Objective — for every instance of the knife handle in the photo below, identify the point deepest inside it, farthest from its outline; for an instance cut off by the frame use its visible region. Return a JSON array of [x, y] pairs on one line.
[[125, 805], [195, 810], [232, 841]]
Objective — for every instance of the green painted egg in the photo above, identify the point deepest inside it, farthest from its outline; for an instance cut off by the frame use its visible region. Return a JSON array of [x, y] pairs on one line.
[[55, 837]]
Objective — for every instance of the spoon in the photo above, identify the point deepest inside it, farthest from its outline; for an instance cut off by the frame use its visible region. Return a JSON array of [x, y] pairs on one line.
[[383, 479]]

------

• _YOUR OBJECTIVE_:
Rewrite every entry above, changing each "JSON array" to "Python list" and leaving everything else as it is.

• _RESULT OF THE EXERCISE_:
Objective — for every instance of the knife handle in the photo below, identify the point deepest inside it, farthest from its outline; for an instance cut off by the frame use its visible region. Return a Python list of [x, y] pairs on one line.
[[125, 805], [195, 810], [232, 841]]
Objective — for every instance of the green painted egg in the photo above, identify the point deepest inside it, farthest from its outline; for an instance cut off by the frame use its visible region. Return a Python list of [x, y] pairs on one line.
[[55, 837]]
Objective — for every instance of the spoon in the photo above, identify the point deepest inside it, farthest from its outline; for an instance cut off by the frame use its visible region. Return a Python list of [x, y] pairs on one line.
[[383, 479]]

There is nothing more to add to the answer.